- Information given:

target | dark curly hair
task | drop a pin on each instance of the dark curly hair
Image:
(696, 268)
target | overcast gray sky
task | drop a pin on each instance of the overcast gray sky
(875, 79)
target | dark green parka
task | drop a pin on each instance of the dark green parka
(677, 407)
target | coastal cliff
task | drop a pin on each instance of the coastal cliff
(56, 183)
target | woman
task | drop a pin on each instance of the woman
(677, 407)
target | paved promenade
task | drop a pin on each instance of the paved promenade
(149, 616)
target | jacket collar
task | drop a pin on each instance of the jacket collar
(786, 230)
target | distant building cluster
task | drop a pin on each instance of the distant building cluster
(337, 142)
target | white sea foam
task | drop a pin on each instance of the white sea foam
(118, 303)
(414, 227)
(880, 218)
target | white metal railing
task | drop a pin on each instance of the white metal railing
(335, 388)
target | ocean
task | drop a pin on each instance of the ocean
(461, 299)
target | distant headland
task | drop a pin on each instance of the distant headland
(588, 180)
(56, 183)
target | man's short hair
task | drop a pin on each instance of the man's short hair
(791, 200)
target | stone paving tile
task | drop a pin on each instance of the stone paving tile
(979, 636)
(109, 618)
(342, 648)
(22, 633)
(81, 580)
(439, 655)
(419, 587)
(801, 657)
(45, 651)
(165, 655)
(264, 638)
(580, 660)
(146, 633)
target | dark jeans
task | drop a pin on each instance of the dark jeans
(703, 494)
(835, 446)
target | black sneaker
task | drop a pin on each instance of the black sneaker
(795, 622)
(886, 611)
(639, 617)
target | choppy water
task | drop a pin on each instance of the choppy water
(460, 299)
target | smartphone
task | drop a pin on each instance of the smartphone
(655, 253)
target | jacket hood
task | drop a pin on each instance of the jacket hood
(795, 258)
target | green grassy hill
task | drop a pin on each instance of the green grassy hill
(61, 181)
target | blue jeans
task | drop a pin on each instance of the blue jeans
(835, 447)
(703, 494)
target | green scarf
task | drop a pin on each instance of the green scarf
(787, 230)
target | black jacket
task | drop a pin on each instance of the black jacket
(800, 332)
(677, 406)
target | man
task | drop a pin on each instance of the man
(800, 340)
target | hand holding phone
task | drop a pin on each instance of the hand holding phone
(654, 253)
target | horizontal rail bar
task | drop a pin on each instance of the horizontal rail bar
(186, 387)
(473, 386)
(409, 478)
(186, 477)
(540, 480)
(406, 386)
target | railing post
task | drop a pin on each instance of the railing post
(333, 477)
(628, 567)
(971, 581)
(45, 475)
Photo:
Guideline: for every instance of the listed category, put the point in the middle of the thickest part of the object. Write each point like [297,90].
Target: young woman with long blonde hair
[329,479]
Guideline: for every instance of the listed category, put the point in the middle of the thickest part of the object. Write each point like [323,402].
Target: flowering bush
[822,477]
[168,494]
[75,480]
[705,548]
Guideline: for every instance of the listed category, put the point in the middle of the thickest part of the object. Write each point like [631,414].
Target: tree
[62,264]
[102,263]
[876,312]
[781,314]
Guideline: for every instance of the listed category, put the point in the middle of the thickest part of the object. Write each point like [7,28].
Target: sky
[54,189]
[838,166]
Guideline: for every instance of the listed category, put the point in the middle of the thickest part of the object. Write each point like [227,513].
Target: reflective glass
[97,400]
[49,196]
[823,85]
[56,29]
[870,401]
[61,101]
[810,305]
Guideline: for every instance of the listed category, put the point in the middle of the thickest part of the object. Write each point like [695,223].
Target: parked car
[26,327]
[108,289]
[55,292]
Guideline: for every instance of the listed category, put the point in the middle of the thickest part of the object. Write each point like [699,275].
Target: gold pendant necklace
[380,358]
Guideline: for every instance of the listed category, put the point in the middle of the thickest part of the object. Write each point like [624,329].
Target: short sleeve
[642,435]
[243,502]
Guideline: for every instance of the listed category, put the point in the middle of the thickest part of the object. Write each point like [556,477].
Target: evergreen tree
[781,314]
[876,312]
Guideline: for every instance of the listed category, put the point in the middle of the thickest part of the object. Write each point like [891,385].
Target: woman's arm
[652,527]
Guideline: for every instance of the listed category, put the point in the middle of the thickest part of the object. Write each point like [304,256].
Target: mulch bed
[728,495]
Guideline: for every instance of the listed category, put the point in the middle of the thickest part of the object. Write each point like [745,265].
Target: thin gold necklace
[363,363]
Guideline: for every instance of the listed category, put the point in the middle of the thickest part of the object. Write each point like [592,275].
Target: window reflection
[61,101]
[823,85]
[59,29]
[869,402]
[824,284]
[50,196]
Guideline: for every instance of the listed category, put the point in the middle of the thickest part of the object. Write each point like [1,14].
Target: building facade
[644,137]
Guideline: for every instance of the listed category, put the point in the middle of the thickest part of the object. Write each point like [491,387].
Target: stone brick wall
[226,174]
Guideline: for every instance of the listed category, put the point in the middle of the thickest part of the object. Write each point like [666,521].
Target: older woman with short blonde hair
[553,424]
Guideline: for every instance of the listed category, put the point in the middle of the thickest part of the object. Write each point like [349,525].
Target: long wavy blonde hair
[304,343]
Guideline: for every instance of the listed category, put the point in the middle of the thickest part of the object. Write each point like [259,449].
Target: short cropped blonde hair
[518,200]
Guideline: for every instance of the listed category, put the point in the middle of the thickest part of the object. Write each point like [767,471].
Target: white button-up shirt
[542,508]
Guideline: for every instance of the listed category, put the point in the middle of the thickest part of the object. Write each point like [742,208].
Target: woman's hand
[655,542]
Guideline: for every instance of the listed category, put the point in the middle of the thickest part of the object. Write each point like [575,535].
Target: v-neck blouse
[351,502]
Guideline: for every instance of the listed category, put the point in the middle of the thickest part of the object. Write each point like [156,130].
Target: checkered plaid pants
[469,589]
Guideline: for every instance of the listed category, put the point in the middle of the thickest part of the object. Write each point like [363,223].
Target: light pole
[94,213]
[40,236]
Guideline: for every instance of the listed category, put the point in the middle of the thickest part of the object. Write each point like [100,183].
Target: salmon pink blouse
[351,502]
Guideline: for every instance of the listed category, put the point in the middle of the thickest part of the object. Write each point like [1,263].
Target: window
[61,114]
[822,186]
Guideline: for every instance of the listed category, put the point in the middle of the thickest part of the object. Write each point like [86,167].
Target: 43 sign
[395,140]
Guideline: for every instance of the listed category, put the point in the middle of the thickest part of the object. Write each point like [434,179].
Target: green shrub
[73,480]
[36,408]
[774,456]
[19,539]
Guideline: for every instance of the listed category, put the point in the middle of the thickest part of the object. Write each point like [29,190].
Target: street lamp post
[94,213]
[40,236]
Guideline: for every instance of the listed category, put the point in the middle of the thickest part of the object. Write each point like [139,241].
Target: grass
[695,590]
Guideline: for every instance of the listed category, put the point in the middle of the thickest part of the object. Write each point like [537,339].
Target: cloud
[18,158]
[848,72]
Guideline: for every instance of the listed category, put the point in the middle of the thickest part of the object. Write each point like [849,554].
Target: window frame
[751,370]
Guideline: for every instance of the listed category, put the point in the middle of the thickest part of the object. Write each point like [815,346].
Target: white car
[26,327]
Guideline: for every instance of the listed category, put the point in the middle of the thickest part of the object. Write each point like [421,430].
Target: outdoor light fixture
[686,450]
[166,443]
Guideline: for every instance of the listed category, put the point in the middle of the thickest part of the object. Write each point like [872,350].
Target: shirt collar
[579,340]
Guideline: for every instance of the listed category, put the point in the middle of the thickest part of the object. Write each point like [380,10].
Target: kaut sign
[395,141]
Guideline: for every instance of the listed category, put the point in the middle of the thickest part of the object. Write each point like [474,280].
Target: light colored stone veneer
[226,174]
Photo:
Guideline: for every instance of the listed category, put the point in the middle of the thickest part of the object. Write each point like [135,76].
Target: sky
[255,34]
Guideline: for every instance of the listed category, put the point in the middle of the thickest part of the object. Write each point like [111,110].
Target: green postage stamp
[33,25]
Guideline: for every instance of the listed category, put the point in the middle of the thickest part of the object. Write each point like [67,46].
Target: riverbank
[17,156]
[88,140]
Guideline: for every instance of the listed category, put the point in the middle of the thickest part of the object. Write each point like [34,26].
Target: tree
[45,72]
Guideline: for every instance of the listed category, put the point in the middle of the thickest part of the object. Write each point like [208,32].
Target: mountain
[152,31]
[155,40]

- Task item:
Your reply should consist of one number: how many lines in the entries contain the string "curly".

- Response to the task:
2